**Work to complete:** Count the lines of data that contain the string "below", treating uppercase and lowercase letters as different, and reply with the number alone.

(Data lines)
[START]
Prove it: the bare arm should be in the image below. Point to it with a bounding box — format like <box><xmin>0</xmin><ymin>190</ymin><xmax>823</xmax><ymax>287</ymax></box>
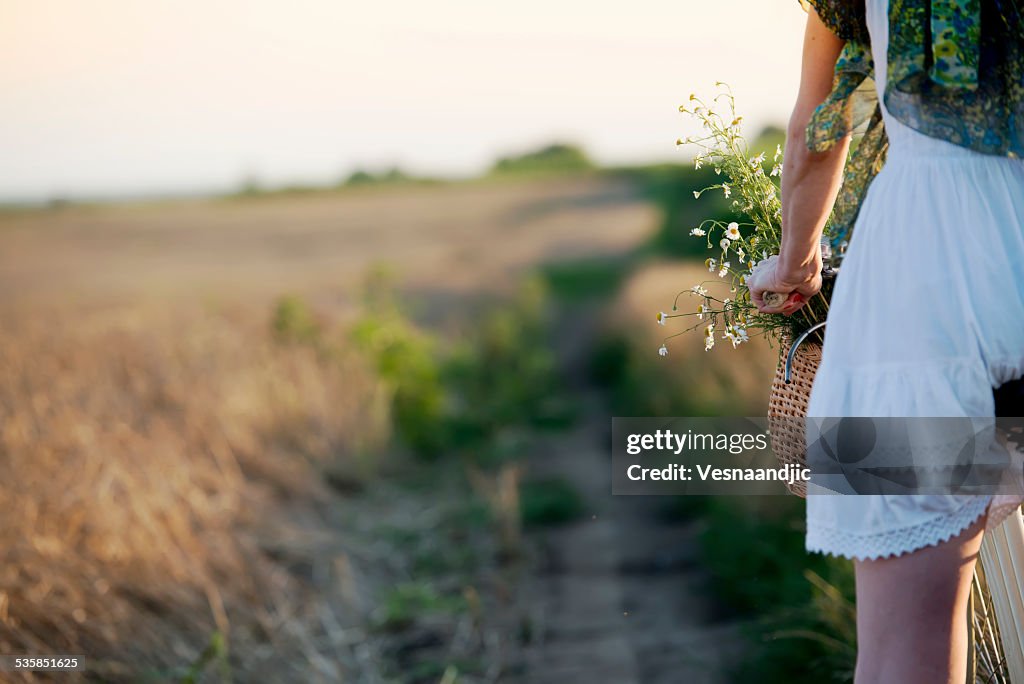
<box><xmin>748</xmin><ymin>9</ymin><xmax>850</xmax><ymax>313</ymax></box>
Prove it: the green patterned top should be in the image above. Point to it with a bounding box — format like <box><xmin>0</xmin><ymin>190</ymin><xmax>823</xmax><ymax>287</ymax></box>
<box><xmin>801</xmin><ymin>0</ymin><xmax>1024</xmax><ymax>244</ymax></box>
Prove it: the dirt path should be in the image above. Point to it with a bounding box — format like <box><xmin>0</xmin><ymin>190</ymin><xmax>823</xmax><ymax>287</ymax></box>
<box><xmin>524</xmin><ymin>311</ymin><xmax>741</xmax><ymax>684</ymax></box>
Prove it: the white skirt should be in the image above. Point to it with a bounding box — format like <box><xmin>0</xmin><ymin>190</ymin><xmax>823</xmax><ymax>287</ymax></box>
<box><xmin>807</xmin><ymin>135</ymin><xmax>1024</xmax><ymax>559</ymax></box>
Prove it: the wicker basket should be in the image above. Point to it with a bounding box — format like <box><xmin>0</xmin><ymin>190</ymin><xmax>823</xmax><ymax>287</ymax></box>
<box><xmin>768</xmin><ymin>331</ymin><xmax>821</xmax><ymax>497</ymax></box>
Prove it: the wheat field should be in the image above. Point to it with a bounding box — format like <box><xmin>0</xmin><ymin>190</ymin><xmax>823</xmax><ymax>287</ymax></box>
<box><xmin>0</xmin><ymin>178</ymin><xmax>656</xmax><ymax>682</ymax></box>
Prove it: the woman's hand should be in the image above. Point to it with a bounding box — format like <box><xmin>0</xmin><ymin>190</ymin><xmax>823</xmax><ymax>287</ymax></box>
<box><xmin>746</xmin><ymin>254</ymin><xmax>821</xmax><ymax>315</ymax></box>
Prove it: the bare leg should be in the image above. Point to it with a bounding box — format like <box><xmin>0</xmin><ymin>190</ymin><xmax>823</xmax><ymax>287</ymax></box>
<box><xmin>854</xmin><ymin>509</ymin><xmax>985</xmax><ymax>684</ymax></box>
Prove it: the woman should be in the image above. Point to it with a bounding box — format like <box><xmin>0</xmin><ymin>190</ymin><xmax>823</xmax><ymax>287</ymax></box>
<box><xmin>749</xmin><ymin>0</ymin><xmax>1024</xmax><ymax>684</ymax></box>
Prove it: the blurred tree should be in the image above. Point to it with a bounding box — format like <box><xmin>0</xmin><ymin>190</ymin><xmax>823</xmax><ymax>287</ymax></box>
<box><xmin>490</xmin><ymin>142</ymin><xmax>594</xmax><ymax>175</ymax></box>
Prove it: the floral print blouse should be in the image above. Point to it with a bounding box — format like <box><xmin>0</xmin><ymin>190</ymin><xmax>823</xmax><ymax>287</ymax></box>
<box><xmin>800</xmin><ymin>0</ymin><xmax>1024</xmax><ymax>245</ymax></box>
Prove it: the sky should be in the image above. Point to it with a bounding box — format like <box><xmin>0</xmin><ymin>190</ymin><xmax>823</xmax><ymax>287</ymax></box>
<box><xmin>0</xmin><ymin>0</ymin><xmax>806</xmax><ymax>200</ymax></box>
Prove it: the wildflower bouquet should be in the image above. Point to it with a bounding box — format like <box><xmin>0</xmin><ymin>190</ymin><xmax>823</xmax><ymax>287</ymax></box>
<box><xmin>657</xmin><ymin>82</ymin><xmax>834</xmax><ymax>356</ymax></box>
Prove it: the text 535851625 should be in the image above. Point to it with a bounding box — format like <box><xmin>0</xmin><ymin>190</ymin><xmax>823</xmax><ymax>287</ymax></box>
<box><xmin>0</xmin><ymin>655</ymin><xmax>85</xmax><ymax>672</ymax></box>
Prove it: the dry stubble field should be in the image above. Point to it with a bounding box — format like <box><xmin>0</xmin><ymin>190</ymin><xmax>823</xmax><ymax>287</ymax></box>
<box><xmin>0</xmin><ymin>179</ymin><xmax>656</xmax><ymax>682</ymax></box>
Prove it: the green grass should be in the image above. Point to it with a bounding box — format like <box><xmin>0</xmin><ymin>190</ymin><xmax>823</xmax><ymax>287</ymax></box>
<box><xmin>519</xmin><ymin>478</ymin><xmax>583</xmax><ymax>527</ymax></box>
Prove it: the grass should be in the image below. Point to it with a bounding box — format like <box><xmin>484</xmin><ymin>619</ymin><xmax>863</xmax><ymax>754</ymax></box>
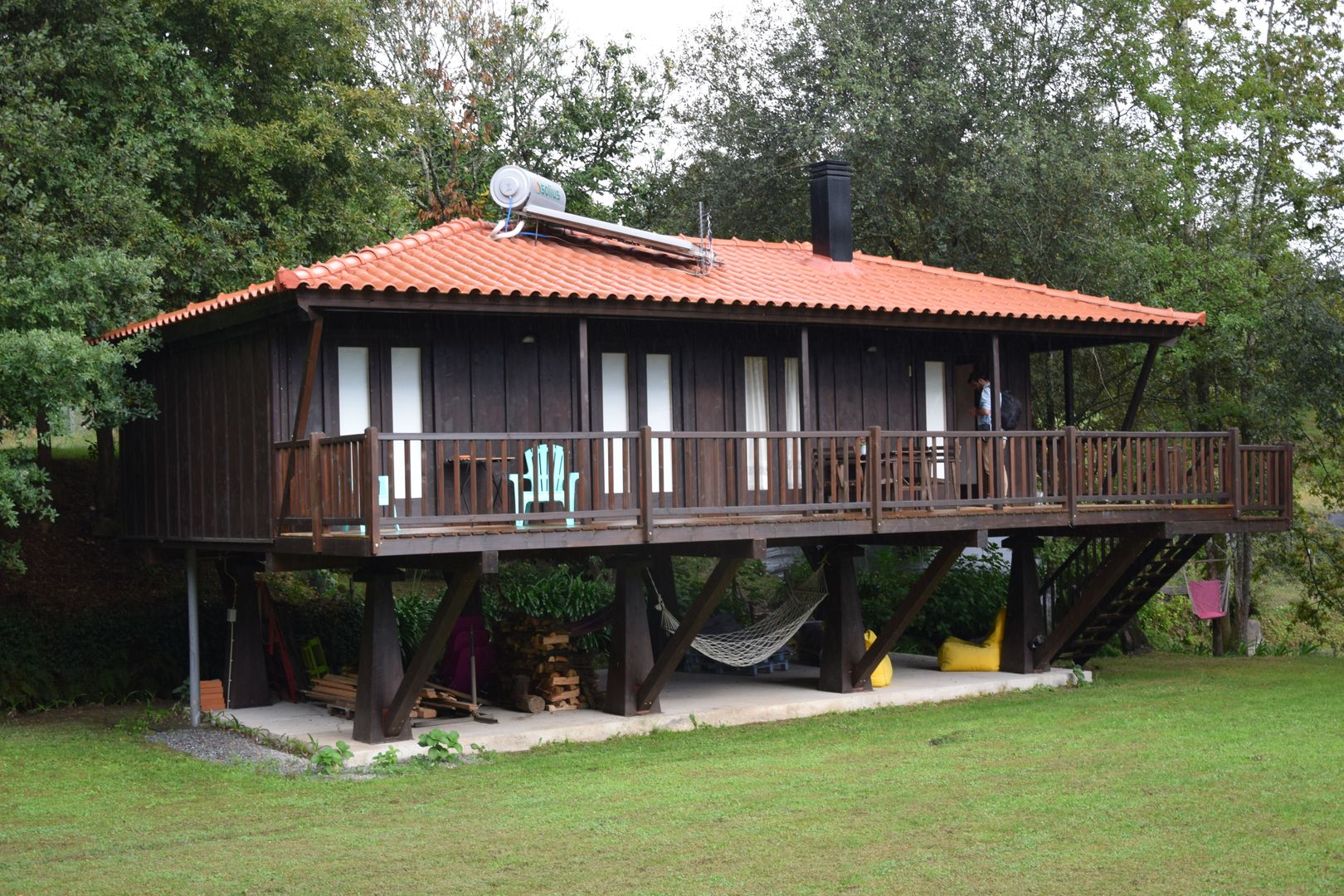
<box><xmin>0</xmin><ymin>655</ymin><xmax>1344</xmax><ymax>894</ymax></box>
[END]
[START]
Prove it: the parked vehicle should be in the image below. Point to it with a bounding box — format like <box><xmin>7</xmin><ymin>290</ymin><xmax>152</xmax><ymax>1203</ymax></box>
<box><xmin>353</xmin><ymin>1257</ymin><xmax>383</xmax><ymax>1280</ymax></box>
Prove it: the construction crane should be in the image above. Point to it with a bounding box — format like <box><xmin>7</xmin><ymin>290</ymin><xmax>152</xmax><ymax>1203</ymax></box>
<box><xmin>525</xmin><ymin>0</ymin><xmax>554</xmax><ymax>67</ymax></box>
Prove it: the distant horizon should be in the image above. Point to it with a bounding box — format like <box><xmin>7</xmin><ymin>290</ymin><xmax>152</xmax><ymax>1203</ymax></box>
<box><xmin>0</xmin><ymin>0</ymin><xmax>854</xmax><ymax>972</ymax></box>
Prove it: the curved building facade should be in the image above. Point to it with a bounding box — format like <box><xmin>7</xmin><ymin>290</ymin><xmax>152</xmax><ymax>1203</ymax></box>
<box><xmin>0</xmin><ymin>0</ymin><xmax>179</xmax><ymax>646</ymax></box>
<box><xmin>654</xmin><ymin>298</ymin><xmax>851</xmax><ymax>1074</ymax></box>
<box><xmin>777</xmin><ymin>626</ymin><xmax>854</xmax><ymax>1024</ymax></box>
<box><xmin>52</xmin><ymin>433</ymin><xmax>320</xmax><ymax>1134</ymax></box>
[END]
**Complete response:** 3